# [Text segment]
+-------+

I’ve been a fan of Lars’ music for a while, and he’s been one of the more creative artists around ever since he got started, so what surprised me about what he was saying wasn’t the content, but how badly we all needed to hear this record.

“Where Ya Been, Lars?” starts things off with a little insight into the recent doings of our favorite laptop rapper – touring, recording, producing, prepping an educational kids’ TV show featuring robots
and spiders teaching history, etc. etc. Again, the basics. He introduces us to his fourth album as the opener slides into “Zombie T-Rex,” an attack anthem packed with a scream-filled chorus and a hook resembling Matchbook Romance’s “Monsters.” Whether that’s intentional or not, it’s what I hear, and it is extremely fitting, because the track is a beast.

With the news broadcast at the track’s conclusion depicting the reanimated prehistoric behemoth’s assault on San Francisco, trashing coffee shops and food trucks, I was expecting the sequel to “Hipster Girl” to show up next. Before we learn more about the next chapter of our BoHo adventurer, “Sublime With Rome (Is Not the Same Thing as Sublime)” lends hard support to the idea that it is always better to burn out bright than to fade away. Sometimes you’ve gotta know when to hang it up, boys.

+-------+

# [Extracted entries]
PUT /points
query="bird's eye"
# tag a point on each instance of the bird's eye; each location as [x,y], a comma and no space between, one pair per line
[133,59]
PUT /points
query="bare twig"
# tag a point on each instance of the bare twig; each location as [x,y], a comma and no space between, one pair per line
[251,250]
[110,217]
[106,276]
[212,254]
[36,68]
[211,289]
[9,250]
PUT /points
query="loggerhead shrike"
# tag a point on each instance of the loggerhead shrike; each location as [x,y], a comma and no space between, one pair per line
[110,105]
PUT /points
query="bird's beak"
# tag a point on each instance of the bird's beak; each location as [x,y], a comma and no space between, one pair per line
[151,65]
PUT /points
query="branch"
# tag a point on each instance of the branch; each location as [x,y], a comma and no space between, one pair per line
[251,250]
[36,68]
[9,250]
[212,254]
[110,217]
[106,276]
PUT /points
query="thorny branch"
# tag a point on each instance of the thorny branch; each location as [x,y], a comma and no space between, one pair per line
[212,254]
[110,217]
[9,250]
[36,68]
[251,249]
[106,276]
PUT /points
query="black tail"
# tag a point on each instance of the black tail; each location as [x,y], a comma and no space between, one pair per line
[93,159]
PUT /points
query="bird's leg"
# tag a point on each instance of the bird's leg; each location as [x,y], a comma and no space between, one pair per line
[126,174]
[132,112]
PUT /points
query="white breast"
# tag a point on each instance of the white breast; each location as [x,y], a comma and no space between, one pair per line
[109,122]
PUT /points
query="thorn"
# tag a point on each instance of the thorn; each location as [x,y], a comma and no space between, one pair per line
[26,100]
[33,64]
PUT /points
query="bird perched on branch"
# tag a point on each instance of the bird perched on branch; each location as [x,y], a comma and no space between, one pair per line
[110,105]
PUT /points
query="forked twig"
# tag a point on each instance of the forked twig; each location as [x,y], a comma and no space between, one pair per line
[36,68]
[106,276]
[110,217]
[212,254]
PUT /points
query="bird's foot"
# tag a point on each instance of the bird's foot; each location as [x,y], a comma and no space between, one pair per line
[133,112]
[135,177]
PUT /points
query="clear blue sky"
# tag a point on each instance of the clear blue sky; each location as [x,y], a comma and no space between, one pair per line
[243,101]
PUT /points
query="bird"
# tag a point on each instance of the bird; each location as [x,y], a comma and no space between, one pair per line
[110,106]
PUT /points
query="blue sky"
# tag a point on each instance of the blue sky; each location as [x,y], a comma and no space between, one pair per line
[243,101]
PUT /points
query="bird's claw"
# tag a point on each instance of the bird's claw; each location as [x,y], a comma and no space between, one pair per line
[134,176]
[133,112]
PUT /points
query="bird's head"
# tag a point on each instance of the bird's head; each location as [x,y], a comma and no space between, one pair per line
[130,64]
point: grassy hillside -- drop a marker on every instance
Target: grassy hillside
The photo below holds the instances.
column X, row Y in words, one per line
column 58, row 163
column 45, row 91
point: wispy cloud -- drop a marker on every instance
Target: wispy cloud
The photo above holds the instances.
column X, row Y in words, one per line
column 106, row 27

+-------+

# [Short exercise]
Reproduce the passage of the album review that opens with "I’ve been a" and closes with "hear this record.", switching "creative" to "inventive".

# [Answer to the problem]
I’ve been a fan of Lars’ music for a while, and he’s been one of the more inventive artists around ever since he got started, so what surprised me about what he was saying wasn’t the content, but how badly we all needed to hear this record.